— Exercise brief —
Rewrite the records starting at the line containing "Query: coiled snake body" and ending at the end of the records, requests included, and shift every polygon coordinate in the answers by -121. Leave all other numbers unchanged.

— Recorded information —
--------------------------------
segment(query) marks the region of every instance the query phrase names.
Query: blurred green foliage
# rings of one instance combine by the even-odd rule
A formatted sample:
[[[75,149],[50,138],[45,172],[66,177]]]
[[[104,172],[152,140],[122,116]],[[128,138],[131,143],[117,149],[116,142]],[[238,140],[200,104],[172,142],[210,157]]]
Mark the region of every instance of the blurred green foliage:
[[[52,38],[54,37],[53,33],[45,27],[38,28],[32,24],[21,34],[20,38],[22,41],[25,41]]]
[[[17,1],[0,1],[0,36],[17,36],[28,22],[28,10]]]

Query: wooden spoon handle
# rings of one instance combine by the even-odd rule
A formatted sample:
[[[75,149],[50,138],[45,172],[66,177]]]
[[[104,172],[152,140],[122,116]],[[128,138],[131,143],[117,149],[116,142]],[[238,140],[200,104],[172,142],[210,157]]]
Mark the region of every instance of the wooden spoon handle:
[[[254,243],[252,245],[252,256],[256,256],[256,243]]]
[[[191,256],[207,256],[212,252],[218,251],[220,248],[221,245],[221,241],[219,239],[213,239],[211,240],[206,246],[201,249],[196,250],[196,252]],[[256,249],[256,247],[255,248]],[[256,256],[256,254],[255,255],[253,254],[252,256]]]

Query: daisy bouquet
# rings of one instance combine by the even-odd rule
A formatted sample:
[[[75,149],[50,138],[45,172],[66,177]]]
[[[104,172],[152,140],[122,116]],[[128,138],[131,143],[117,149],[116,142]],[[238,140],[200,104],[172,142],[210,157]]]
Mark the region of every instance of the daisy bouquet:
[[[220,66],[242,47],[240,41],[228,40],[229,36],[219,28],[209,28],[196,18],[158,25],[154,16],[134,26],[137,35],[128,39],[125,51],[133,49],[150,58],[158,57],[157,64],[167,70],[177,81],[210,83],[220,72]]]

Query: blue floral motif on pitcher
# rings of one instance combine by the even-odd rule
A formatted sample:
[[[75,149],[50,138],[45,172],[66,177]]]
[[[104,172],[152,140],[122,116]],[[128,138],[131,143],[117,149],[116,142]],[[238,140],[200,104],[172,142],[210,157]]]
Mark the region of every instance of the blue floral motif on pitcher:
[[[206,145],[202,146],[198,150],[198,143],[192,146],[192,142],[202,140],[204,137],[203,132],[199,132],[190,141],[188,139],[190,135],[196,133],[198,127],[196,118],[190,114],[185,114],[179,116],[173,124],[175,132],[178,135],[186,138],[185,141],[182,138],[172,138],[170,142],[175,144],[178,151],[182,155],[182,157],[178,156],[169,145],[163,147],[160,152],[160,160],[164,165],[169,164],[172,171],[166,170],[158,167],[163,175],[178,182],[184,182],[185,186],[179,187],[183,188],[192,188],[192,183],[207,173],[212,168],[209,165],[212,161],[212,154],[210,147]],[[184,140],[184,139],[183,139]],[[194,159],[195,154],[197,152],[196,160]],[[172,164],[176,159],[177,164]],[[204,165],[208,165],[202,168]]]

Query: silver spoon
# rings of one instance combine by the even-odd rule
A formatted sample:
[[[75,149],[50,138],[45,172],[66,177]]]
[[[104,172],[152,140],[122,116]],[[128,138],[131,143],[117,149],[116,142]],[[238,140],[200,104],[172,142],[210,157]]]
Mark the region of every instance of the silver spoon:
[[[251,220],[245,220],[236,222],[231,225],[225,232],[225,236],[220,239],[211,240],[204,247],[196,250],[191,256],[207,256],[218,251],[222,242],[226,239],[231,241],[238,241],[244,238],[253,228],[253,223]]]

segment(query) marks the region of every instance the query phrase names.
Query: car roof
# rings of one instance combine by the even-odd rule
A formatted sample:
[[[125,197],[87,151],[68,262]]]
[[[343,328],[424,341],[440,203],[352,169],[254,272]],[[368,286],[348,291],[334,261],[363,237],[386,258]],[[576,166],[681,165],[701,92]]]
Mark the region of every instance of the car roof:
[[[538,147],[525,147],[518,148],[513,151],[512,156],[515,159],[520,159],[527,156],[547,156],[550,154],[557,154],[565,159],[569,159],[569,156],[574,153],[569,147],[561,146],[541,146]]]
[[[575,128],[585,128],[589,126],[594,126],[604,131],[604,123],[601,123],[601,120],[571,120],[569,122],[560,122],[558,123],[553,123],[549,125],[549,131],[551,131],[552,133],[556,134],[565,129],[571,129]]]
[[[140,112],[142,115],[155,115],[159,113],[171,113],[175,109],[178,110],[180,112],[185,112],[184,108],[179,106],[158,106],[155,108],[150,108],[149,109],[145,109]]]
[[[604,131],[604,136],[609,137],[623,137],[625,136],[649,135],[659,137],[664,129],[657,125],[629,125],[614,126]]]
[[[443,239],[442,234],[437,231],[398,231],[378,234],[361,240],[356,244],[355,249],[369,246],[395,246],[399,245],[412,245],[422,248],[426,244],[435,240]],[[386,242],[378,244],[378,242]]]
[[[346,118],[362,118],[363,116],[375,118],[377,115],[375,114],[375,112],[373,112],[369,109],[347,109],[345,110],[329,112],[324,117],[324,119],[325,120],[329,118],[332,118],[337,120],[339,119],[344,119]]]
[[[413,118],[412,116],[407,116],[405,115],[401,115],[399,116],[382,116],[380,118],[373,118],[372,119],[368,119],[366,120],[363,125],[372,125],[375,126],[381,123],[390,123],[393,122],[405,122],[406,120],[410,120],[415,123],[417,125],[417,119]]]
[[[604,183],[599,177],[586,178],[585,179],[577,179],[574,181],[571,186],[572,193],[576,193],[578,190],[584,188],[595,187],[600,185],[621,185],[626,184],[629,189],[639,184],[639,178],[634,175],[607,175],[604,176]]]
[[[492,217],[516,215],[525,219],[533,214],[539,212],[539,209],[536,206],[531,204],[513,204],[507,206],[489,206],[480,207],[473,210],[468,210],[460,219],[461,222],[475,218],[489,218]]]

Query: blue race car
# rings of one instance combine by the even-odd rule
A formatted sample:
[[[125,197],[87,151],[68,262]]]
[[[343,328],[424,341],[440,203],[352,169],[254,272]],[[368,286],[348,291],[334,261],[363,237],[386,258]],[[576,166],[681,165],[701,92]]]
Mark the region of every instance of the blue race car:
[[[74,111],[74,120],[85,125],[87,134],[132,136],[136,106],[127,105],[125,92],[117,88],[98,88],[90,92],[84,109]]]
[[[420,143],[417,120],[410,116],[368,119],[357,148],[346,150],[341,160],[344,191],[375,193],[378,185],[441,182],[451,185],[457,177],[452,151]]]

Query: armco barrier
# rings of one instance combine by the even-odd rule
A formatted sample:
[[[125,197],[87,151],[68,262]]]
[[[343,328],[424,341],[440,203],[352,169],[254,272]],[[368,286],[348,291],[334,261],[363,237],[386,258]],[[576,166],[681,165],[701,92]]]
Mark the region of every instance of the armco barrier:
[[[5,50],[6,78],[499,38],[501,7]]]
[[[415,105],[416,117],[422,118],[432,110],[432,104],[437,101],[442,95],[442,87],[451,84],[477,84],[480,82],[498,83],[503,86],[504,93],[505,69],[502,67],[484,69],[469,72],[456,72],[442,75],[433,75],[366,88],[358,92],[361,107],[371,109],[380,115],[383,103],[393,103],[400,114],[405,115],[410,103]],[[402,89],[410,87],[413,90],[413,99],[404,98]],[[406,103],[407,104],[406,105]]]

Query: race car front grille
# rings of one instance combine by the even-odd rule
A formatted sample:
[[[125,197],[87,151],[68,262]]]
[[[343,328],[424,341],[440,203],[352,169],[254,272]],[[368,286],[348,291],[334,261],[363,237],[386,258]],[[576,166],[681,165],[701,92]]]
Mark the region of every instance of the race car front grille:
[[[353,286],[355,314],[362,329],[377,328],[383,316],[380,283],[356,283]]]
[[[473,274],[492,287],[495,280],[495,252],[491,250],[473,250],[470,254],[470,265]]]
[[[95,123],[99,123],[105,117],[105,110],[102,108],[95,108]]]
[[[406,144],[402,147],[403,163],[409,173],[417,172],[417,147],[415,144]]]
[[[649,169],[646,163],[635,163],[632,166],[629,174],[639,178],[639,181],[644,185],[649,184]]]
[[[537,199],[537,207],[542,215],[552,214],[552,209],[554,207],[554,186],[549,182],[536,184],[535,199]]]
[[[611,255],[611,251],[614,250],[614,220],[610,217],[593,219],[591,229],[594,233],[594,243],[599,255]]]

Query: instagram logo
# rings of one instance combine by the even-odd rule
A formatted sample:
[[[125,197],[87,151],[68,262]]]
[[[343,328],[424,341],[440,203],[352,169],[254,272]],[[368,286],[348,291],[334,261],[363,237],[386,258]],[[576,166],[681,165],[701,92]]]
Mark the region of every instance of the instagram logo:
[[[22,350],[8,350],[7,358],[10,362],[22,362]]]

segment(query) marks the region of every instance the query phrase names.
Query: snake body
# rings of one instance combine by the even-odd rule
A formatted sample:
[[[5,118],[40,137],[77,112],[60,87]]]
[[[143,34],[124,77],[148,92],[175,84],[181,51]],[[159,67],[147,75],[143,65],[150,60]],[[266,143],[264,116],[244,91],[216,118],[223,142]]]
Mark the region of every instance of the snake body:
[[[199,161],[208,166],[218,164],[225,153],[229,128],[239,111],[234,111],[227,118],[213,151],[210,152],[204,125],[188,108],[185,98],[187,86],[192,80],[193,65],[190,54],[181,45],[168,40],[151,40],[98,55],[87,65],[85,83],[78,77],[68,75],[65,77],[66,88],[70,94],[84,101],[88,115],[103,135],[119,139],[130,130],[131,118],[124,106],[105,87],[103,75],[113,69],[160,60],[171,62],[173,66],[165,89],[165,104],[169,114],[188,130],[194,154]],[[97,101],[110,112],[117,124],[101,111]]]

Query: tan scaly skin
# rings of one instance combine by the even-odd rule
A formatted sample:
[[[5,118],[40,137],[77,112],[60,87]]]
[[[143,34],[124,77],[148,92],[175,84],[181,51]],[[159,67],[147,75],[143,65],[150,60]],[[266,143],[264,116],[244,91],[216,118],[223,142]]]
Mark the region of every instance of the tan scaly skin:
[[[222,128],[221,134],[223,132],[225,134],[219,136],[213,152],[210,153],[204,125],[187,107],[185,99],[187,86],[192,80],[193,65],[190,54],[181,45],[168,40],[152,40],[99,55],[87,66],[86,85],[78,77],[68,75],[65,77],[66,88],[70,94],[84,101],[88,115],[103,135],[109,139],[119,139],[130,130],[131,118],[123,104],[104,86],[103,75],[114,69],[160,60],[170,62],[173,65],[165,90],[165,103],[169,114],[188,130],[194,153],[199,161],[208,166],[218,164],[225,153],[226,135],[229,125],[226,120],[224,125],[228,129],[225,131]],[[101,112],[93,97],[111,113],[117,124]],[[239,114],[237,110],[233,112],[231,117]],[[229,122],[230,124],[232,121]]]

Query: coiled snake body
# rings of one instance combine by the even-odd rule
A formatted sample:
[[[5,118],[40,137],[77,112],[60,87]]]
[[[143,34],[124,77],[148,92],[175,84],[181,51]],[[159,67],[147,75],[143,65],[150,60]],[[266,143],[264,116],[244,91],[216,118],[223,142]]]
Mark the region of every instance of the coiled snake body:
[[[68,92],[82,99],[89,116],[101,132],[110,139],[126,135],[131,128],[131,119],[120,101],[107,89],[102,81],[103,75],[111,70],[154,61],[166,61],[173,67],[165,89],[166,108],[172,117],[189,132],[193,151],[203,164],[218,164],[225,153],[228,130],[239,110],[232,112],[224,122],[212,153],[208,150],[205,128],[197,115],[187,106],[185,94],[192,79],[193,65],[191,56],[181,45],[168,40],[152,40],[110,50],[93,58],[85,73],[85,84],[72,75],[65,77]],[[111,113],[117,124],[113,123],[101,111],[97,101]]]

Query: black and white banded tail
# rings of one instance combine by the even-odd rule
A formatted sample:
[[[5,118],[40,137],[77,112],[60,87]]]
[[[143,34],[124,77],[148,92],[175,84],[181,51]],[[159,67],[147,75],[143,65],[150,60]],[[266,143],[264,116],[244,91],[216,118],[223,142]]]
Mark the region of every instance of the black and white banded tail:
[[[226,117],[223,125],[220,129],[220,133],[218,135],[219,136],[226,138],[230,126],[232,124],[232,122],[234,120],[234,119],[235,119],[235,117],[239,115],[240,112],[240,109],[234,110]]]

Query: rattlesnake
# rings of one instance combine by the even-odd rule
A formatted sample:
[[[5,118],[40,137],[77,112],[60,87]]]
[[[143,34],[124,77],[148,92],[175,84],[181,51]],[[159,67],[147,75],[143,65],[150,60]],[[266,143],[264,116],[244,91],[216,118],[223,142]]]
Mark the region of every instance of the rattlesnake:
--------------------------------
— Task solution —
Query: coiled snake body
# rings of one instance combine by the even-odd rule
A formatted sample:
[[[5,118],[40,137],[77,112],[60,87]]]
[[[143,34],[124,77],[148,92],[175,84],[181,51]],[[159,67],[147,75],[143,65],[150,60]],[[266,143],[264,116],[244,91],[216,118],[223,142]]]
Mark the region of every instance of the coiled snake body:
[[[-53,-29],[-39,-22],[-32,-5],[-20,11],[-11,18],[5,14],[10,7],[10,-2],[-1,-20],[-14,-32],[-19,-40],[-18,-46],[-10,-51],[33,-60],[45,-60],[52,-54],[44,-32],[45,-13],[51,-4],[68,11],[72,30],[82,43],[97,43],[104,32],[107,9],[118,-11],[111,-9],[103,1],[91,32],[87,29],[84,7],[76,-6],[66,-15],[64,-27],[71,-42],[72,-56],[70,-65],[60,-76],[47,-81],[31,-81],[-11,-71],[-28,-63],[-36,-48],[-36,-37],[-49,-46],[-56,-44]],[[-10,-8],[-4,3],[-8,2],[-20,-10],[-24,-20]]]

Query: black and white banded tail
# rings of one instance combine by the even-odd rule
A formatted sample:
[[[5,118],[40,137],[77,112],[60,87]]]
[[[143,34],[124,77],[148,92],[175,84],[181,51]],[[159,67],[147,75],[143,65],[150,60]],[[266,143],[264,116],[244,91],[216,118],[223,142]]]
Mark the region of every instance of the black and white banded tail:
[[[105,-4],[102,4],[99,8],[99,12],[97,14],[98,15],[105,17],[109,5],[111,3],[111,1],[113,-1],[113,-2],[114,-2],[114,-4],[118,-6],[119,-9],[119,-12],[113,-11]]]

Query: rattlesnake
# rings of one instance combine by the even-odd rule
A formatted sample:
[[[5,118],[40,137],[77,112],[60,87]]]
[[[143,34],[124,77],[148,92],[175,84],[181,51]],[[159,67],[147,75],[143,65],[150,60]],[[266,143],[264,116],[244,91],[216,118],[223,142]]]
Mark the region of every instance of the rattlesnake:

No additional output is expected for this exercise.